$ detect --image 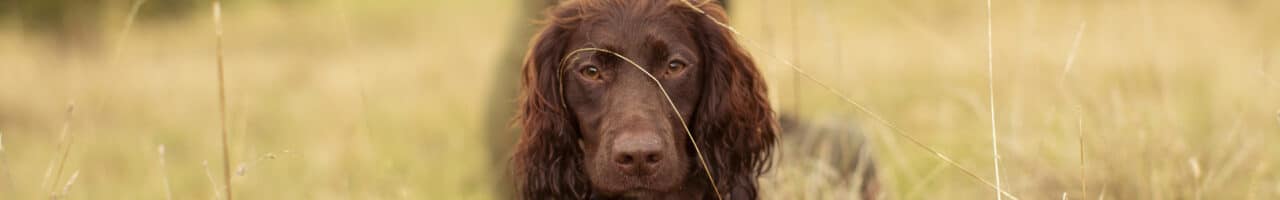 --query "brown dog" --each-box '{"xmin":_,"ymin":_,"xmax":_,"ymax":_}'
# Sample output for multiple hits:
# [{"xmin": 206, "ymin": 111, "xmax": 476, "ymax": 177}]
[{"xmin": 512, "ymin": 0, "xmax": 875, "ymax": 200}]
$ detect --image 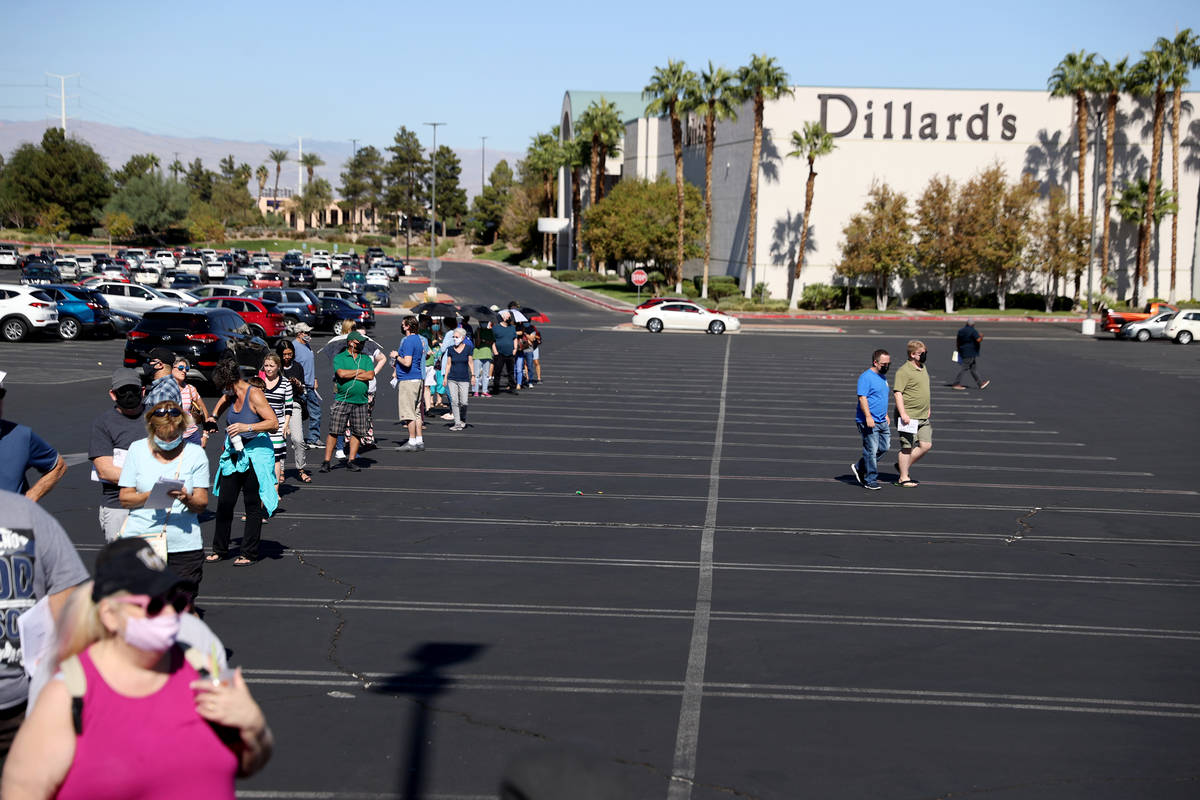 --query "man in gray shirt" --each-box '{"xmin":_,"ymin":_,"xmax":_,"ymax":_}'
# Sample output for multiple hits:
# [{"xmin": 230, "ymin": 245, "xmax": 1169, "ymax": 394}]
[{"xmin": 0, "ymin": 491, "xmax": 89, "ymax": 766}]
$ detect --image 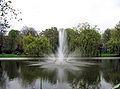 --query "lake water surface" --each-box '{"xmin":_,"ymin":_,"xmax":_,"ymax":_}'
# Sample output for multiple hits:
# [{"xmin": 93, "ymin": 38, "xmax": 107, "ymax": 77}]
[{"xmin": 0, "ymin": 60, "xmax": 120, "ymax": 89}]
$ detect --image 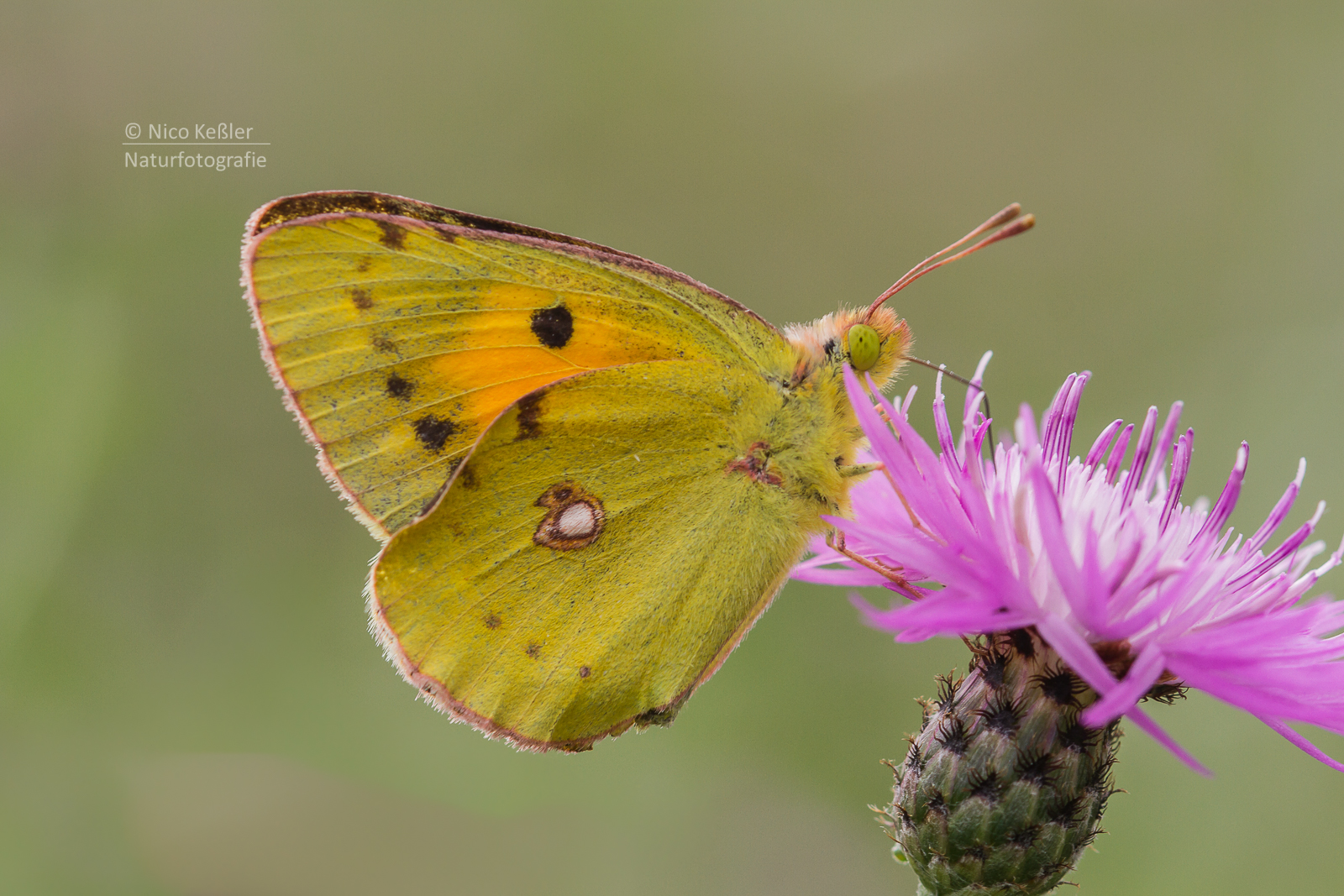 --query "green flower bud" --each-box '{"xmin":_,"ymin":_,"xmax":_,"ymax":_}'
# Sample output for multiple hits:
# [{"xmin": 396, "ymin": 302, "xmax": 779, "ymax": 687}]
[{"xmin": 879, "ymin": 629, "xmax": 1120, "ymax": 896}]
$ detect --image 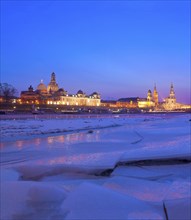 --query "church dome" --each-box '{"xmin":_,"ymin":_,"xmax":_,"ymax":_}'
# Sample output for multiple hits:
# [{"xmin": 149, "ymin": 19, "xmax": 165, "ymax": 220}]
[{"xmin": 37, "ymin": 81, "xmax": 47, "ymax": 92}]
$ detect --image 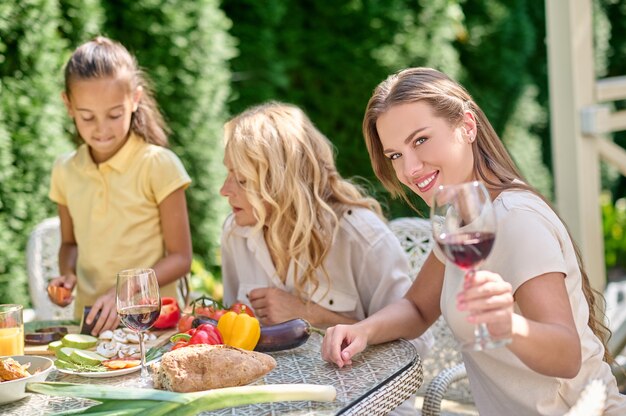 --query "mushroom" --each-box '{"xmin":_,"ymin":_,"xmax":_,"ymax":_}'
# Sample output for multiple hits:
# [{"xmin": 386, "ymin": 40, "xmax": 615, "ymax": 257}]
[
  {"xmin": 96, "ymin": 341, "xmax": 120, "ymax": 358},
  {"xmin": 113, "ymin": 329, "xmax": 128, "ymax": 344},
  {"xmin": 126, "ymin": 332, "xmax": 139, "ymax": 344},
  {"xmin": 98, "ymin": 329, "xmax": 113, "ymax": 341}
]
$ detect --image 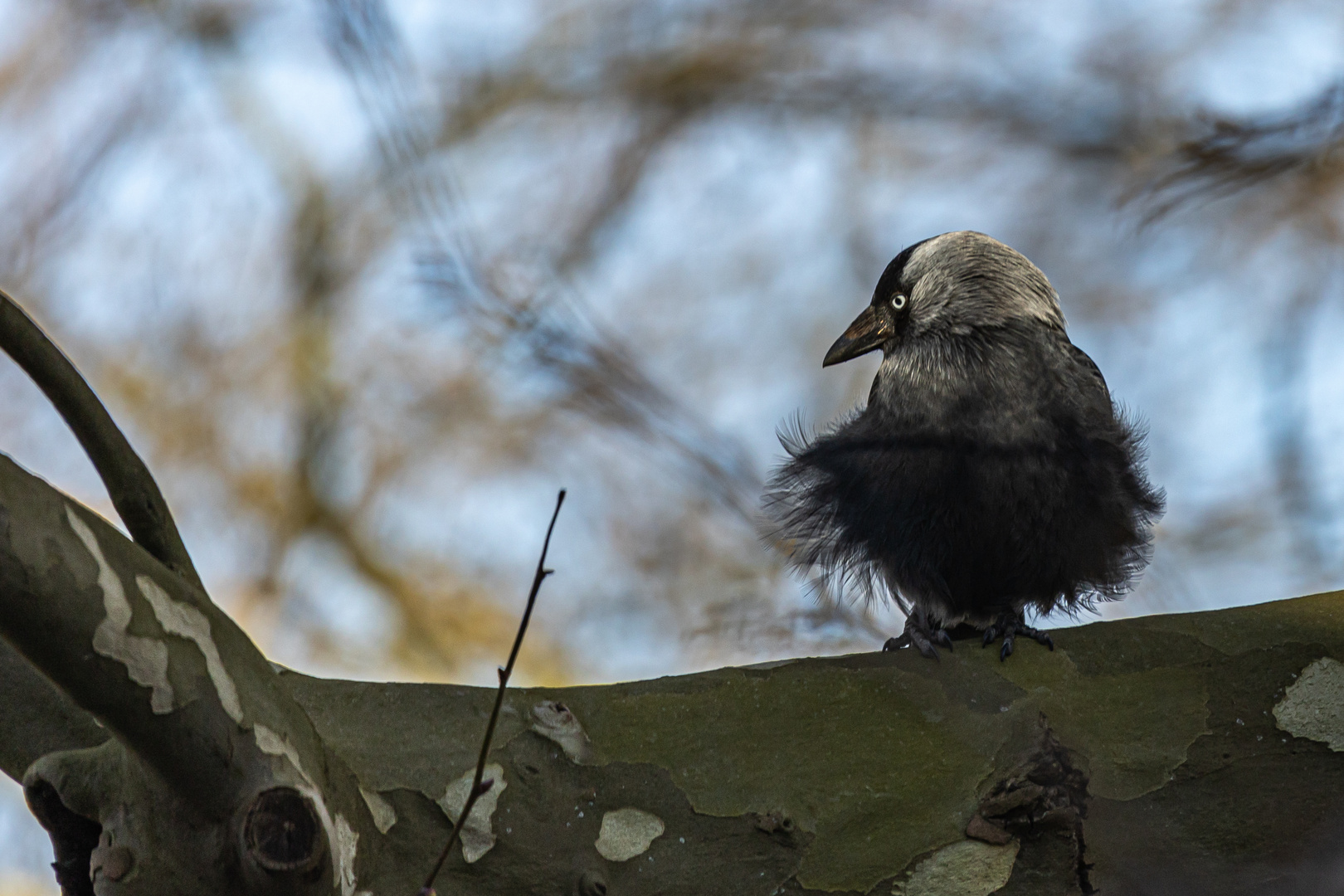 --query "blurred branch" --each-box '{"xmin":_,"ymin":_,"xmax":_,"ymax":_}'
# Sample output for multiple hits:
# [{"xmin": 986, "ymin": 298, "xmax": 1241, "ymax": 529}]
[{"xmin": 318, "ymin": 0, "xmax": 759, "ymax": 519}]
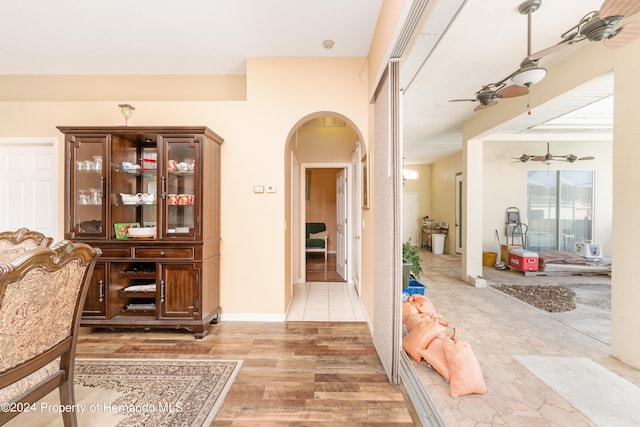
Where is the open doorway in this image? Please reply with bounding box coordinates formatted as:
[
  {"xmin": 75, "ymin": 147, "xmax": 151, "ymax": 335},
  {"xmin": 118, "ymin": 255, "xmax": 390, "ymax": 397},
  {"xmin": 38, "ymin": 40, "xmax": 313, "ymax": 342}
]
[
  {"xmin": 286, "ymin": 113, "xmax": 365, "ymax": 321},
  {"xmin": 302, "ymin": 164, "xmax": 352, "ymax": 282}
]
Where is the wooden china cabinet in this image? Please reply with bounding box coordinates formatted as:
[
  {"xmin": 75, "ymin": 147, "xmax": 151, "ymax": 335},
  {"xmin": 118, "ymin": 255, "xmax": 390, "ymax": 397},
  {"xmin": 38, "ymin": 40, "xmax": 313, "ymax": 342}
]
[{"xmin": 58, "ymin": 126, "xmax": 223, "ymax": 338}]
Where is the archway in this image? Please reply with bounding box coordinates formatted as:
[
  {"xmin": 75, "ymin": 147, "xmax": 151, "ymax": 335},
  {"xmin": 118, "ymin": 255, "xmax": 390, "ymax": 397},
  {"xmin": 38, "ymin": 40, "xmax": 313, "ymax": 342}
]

▶ _Directions_: Pull out each line above that contains the word "coordinates".

▶ _Full answer_:
Where is the open doorway in this image? Please reply with bounding box coordinates formatted as:
Where is the wooden china cabinet in this image? Please reply with bounding box coordinates formatted as:
Where is the archway in this image? Please reply with bounding box coordinates formatted as:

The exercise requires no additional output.